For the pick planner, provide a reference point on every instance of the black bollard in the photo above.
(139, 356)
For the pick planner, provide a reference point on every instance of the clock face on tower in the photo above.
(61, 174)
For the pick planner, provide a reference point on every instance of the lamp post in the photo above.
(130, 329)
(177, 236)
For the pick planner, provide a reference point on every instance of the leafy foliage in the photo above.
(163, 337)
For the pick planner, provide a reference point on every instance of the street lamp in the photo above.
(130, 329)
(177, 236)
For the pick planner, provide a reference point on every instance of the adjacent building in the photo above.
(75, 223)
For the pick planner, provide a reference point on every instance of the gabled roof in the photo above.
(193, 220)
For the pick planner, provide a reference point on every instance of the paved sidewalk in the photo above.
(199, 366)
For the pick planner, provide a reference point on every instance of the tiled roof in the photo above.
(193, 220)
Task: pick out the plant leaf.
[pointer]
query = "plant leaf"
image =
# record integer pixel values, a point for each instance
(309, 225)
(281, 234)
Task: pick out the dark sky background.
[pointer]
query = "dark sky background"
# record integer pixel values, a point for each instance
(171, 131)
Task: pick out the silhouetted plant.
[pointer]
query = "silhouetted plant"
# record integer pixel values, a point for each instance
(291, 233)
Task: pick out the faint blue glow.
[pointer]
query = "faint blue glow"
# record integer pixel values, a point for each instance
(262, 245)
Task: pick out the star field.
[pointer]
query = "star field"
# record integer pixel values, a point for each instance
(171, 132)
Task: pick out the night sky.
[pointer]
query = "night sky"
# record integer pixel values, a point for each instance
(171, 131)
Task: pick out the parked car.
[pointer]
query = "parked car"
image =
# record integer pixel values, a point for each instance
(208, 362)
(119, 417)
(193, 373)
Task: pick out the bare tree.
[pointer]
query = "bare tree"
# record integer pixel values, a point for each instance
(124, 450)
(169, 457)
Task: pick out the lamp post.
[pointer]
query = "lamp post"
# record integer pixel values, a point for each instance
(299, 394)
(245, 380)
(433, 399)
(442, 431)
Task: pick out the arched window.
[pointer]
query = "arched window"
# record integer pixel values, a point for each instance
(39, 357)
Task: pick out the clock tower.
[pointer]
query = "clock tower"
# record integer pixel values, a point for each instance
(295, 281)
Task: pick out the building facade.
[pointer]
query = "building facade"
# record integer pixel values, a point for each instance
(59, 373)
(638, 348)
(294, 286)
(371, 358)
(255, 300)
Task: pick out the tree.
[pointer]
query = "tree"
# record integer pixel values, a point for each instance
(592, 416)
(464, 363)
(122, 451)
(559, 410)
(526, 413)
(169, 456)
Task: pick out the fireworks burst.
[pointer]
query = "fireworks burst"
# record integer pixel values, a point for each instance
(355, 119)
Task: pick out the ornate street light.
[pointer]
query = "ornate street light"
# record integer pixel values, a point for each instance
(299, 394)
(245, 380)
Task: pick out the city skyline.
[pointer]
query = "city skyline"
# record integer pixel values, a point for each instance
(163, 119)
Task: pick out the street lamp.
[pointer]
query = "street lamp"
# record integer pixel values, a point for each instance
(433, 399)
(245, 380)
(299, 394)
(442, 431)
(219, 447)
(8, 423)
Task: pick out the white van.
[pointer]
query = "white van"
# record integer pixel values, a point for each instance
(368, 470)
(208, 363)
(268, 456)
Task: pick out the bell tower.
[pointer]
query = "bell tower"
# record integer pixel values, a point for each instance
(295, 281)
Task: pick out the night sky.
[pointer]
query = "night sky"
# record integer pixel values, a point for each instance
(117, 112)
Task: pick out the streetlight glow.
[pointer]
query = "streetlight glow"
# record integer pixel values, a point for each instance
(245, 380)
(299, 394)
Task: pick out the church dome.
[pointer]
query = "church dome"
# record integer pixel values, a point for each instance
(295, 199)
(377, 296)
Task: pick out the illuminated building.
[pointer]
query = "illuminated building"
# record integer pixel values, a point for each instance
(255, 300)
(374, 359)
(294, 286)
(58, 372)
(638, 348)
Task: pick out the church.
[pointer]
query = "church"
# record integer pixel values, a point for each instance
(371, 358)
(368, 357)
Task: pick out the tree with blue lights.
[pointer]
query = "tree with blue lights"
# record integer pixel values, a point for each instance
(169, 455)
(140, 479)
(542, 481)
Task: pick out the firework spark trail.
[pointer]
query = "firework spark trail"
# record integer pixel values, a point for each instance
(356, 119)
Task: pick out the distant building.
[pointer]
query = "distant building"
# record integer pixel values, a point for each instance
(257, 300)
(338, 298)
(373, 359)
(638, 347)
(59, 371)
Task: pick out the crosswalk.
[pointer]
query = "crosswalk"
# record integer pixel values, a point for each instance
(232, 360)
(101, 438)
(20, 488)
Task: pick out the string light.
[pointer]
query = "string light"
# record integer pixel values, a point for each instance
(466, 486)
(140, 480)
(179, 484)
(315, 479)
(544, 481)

#####

Stated goal: Write out every line of the material again, exactly as it reads.

Reply:
For the pick planner, provide a reference point on every instance of the black bollard in the photo above.
(139, 356)
For the pick planner, provide a reference point on every instance of the clock face on tower in the photo above.
(61, 174)
For the pick planner, provide a reference point on every instance of the lamp post in the photo above.
(130, 329)
(177, 236)
For the pick planner, provide a reference point on every instance of the leafy foliage in the photo above.
(163, 337)
For the pick planner, provide a reference point on every instance of the street lamp in the photo above.
(130, 329)
(177, 236)
For the pick planner, provide a reference point on every instance of the adjacent building in the photo above.
(75, 223)
For the pick planner, provide a reference point on every instance of the gabled roof in the photo above.
(193, 220)
For the pick planner, provide a reference point on every instance of the paved sidewalk in the photo above.
(199, 366)
For the pick planner, provide a reference point on every instance of the tiled roof in the photo above.
(193, 220)
Task: pick out the plant leaf.
[pointer]
query = "plant leaf"
image =
# record integer pixel values, a point for each instance
(309, 225)
(281, 234)
Task: pick out the dark sky background.
[pointer]
query = "dark sky background"
# record integer pixel values, a point for each instance
(171, 131)
Task: pick out the silhouetted plant.
[pointer]
query = "silhouetted plant"
# record integer pixel values, a point for each instance
(291, 233)
Task: pick out the faint blue glow.
[pointer]
query = "faint blue glow"
# record integer pixel values, a point for each instance
(262, 245)
Task: pick out the star field.
[pointer]
query = "star field"
# record integer pixel values, a point for each instance
(171, 132)
Task: pick out the night sky.
[pointer]
query = "night sky"
# record integer pixel values, a point for each instance
(171, 131)
Task: pick out the parked car.
[pointer]
query = "parked car"
image =
# record integer pixel values, a point for each instance
(208, 362)
(119, 417)
(193, 373)
Task: pick out the bare tree.
[pointer]
query = "bare tree"
# record integer pixel values, a point for each instance
(124, 450)
(169, 457)
Task: pick out the lamp post.
[pointer]
query = "lamp post"
# record integer pixel values, a point for each instance
(299, 394)
(245, 380)
(433, 399)
(442, 431)
Task: pick out the arched window.
[pointer]
query = "arched window"
# record integer pixel values, a point for each instance
(39, 357)
Task: pick out the clock tower.
[pointer]
query = "clock tower"
# record integer pixel values, a point for each instance
(295, 281)
Task: pick out the building facade.
[pointer]
query = "building facade"
# record integer pixel values, a point for each instance
(59, 373)
(638, 348)
(294, 286)
(371, 358)
(255, 300)
Task: pick out the tree.
[pointer]
query = "tree"
# record integer pixel values, a point for each instance
(592, 416)
(464, 363)
(122, 451)
(559, 410)
(526, 413)
(169, 456)
Task: pick out the fireworks burst.
[pointer]
query = "fireworks burst"
# record integer pixel values, a point for each instance
(355, 119)
Task: pick out the ornate street light.
[pointer]
query = "ornate street light"
# record integer pixel values, a point for each instance
(299, 394)
(245, 380)
Task: pick out the city skyline.
[pointer]
query = "city skyline"
# record integer pixel values, a point for each instance
(163, 119)
Task: pick out the street lamp.
[pointer]
query = "street lamp"
# record integer pixel values, a point for each instance
(433, 399)
(245, 380)
(299, 394)
(442, 431)
(219, 447)
(8, 423)
Task: pick out the white van.
[pointer]
query = "white van"
# record integer pixel values, a point for each instance
(368, 470)
(208, 363)
(268, 456)
Task: pick out the bell tower.
[pointer]
query = "bell tower"
# record integer pixel values, a point for each instance
(295, 281)
Task: pick out the night sky.
[pointer]
query = "night sky"
# record integer pixel values, a point for each instance
(117, 112)
Task: pick out the streetlight glow.
[pointer]
query = "streetlight glow"
# record integer pixel values, a point for each instance
(245, 380)
(299, 394)
Task: pick out the church dome.
[pointer]
query = "church dome"
# record integer pixel values, a point for each instance
(295, 199)
(377, 296)
Task: pick out the illuminated building.
[pointer]
query = "illuminated building"
# record integer pixel values, a point for each instance
(255, 300)
(374, 359)
(294, 286)
(58, 372)
(638, 348)
Task: pick out the church.
[pointer]
query = "church"
# record integer pixel values, a point for each instance
(371, 358)
(368, 357)
Task: pick out the tree with blue lights.
[pointer]
query = "tree with blue lights"
# record integer pixel values, a point for each instance
(169, 455)
(140, 479)
(542, 481)
Task: pick out the firework spark trail.
[pointer]
query = "firework spark trail"
# record integer pixel values, a point for each instance
(356, 119)
Task: pick out the distant building.
[pointer]
query = "distant building"
# record integer pixel values, a point for each instance
(257, 300)
(338, 298)
(373, 359)
(638, 347)
(59, 371)
Task: pick out the crosswalk.
[pointer]
query = "crosswalk"
# record integer pixel values, a point for each instance
(232, 360)
(101, 438)
(20, 488)
Task: pick out the string light.
[pointer]
query = "string light"
# record integer pixel values, a point for each instance
(466, 486)
(140, 480)
(179, 484)
(315, 479)
(544, 481)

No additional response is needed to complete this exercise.